EXERCISE GOAL:
Copy out all lines from the entries below in which "strut" occurs.
DATA TO USE section start
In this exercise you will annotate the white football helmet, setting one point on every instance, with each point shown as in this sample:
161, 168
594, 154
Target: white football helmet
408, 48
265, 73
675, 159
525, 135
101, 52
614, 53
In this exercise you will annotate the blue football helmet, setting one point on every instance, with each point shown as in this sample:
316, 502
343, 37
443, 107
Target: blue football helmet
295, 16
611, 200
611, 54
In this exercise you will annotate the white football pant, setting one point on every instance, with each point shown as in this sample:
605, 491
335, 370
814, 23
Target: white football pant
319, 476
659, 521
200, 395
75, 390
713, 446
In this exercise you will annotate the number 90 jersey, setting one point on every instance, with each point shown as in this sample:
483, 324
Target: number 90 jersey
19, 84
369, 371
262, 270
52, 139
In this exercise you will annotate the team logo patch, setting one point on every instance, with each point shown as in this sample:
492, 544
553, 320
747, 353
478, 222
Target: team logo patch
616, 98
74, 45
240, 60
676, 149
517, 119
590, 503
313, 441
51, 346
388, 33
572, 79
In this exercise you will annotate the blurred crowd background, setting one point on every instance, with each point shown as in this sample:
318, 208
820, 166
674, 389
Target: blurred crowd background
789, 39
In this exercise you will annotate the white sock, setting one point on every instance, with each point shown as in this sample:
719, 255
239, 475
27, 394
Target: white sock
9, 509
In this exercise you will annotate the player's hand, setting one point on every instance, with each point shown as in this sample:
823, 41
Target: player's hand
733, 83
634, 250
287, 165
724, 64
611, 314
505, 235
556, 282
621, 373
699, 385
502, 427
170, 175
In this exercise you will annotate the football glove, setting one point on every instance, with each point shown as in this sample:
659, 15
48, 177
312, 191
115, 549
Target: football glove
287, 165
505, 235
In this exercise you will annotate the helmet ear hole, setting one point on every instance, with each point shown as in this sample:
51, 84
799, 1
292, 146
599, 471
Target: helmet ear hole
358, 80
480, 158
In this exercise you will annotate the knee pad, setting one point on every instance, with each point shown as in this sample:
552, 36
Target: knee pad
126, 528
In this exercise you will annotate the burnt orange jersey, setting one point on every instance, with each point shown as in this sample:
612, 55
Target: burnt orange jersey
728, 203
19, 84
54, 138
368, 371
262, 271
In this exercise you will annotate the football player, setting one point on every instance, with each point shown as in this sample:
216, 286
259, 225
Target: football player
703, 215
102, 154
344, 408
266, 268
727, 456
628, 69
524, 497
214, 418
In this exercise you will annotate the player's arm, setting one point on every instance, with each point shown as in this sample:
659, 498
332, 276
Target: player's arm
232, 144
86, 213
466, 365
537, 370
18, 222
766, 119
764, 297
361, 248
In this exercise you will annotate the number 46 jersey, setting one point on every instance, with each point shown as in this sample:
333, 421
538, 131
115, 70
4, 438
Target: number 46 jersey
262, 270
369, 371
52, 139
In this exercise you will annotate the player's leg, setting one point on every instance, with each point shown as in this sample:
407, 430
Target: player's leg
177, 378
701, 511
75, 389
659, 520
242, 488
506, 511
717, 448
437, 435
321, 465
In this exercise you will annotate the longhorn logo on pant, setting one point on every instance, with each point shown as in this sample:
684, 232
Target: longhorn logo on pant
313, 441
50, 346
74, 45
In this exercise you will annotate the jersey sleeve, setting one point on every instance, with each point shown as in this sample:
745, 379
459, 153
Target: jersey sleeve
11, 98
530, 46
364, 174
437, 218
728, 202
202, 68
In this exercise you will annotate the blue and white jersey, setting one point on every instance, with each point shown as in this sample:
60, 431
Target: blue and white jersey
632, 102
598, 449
DATA TO USE section end
DATA TO USE section start
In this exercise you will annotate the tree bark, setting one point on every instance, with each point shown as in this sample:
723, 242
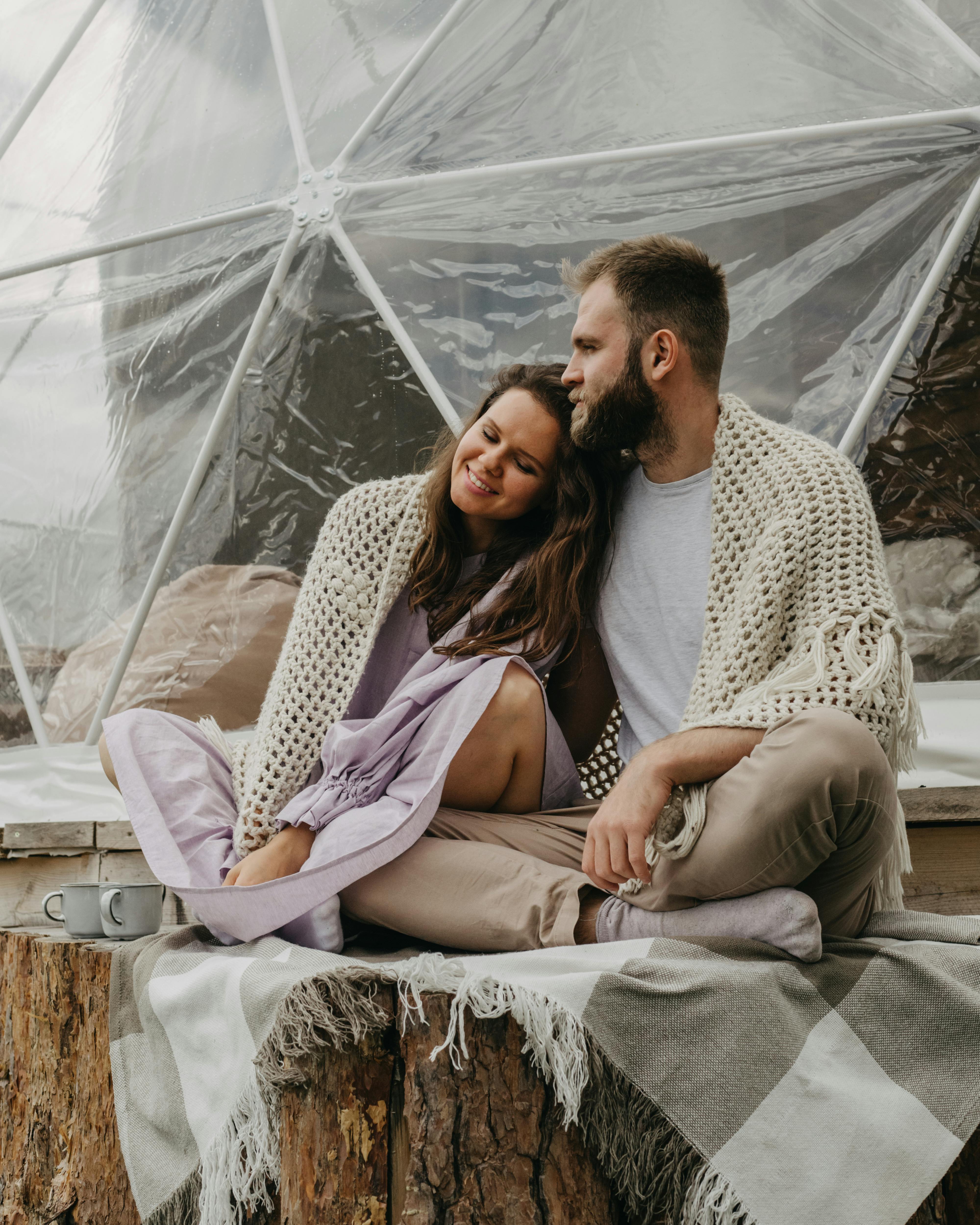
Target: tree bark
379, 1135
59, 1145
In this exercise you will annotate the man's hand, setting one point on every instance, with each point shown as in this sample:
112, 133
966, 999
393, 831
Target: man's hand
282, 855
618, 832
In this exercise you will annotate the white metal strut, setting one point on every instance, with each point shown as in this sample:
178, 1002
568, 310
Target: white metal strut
DATA TO USE section end
YOUR RESPONSE:
In this exercise you will annotate the white metal strut, setting one point on every instance, with each point shown as in this sample:
Target: white metal strut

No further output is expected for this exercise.